** Consegna **
Individua tra le voci seguenti ogni riga in cui compare la stringa "roof" e trascrivila. Maiuscole e minuscole vanno distinte.
┌──
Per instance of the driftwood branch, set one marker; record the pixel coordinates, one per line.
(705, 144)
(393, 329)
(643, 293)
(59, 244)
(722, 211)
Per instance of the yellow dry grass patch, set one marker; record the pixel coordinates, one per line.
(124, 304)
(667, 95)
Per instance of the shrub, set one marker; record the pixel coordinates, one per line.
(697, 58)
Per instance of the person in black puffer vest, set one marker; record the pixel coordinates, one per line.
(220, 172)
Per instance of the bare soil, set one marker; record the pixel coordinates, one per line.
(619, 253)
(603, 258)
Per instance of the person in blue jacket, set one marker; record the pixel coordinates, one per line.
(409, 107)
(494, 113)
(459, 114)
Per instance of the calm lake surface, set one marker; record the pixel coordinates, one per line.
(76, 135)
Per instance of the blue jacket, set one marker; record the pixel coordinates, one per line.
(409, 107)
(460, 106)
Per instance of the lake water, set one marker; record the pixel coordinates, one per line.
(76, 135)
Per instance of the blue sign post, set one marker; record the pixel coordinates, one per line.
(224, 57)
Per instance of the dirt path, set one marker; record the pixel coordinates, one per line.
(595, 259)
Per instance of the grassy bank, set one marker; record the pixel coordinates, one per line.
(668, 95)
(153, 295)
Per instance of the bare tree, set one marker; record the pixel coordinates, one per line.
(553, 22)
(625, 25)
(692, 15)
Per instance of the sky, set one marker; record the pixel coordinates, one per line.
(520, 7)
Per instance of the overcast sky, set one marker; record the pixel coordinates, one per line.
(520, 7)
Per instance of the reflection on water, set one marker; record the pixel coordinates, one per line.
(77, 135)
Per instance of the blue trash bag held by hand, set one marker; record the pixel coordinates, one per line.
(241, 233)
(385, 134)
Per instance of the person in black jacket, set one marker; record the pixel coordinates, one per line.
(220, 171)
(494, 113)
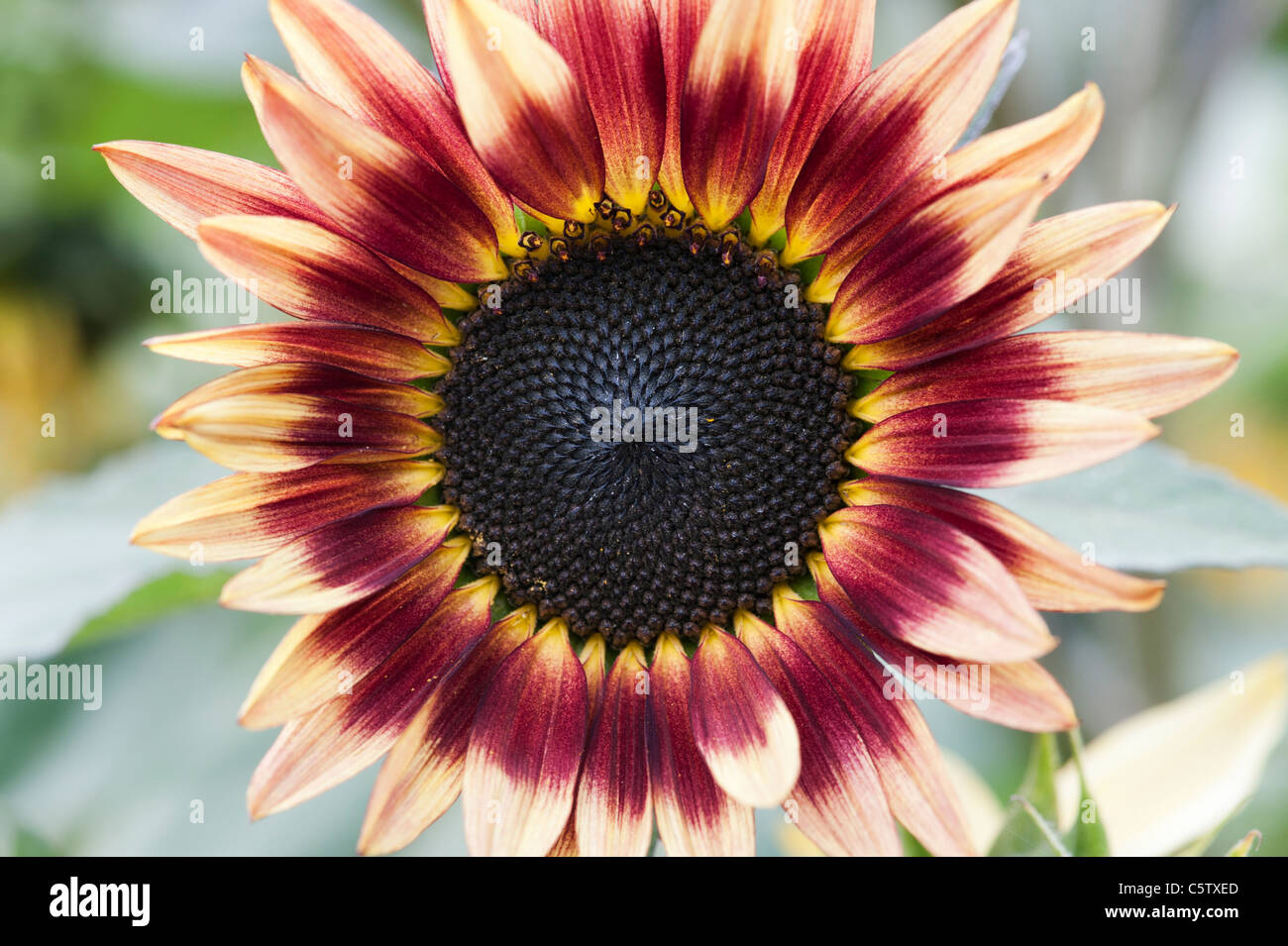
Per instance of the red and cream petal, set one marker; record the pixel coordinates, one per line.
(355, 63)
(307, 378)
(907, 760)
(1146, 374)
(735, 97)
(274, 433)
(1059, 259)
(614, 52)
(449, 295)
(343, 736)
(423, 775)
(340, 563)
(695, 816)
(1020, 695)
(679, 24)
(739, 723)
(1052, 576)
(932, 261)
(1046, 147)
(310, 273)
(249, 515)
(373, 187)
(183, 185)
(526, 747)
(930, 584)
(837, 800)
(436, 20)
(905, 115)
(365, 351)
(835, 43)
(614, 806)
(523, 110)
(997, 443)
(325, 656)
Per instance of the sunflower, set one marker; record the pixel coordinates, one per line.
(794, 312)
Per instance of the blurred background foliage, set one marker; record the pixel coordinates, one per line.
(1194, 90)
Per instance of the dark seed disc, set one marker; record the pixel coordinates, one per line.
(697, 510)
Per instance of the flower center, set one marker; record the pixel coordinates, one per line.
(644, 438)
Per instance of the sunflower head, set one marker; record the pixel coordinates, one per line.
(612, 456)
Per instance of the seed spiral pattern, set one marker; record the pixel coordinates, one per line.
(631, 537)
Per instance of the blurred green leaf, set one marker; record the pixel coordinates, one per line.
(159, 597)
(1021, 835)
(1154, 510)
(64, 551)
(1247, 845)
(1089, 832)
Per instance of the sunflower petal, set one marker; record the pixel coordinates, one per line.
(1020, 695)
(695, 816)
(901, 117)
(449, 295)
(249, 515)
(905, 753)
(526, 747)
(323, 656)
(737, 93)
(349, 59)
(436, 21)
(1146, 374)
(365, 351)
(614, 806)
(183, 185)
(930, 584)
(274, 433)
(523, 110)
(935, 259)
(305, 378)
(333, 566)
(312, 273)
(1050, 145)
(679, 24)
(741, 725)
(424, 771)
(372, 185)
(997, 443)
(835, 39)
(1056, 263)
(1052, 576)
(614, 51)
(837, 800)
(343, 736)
└──
┌──
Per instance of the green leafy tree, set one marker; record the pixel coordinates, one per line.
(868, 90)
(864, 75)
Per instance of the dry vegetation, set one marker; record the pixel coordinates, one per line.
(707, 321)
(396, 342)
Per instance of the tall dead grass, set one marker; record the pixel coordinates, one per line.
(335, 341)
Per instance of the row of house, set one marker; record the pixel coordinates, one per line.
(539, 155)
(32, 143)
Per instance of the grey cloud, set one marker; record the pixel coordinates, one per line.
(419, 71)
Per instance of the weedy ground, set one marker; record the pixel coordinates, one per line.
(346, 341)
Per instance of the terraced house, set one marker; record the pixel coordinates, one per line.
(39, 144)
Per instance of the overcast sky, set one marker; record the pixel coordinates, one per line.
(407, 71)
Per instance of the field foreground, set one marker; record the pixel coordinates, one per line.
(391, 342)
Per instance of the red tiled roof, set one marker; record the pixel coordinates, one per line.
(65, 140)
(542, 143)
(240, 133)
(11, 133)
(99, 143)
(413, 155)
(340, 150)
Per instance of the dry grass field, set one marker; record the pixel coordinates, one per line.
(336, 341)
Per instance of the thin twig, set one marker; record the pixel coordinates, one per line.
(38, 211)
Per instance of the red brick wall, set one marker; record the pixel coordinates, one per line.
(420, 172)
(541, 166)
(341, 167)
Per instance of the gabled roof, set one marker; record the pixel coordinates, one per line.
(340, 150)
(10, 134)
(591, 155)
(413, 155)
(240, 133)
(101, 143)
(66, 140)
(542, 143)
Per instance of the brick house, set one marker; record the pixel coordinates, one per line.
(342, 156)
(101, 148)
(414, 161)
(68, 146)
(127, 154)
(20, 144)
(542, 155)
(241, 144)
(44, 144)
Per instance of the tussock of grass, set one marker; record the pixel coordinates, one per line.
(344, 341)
└──
┌──
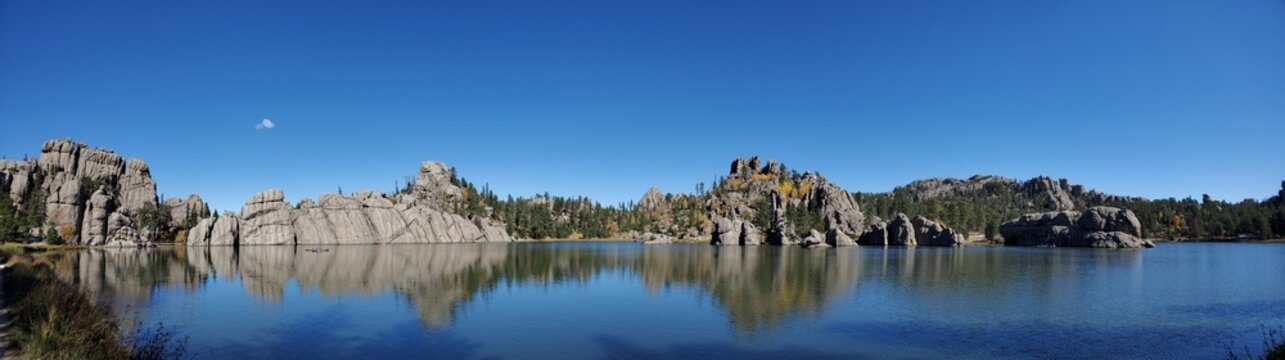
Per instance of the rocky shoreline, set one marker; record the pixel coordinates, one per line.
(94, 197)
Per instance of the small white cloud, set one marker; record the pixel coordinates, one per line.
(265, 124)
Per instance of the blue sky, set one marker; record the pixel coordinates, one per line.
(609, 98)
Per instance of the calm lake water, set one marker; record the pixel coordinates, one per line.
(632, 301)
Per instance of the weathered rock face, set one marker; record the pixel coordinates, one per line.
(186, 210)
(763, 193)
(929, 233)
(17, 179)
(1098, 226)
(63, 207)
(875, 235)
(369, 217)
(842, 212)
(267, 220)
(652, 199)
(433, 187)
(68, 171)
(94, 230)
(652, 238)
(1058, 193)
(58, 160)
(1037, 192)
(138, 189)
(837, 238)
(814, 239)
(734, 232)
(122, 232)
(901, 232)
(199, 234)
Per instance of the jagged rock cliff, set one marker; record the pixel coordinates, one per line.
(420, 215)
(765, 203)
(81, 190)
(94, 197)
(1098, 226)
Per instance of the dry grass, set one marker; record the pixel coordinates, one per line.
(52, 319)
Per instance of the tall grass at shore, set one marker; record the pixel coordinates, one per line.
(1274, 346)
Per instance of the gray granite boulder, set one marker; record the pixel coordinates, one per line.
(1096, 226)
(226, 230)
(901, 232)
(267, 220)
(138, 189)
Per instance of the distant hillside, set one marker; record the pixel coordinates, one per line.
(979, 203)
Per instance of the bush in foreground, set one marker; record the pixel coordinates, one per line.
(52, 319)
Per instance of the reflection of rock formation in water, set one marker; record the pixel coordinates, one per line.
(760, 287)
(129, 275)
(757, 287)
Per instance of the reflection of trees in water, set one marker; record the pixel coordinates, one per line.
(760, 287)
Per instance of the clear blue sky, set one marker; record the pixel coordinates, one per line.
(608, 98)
└──
** Esito del compito **
Per instance of the red tiled roof, set one marker; record the pixel coordinates, one per line.
Per instance of the gabled roof, set one marker; record the pixel coordinates, one per line.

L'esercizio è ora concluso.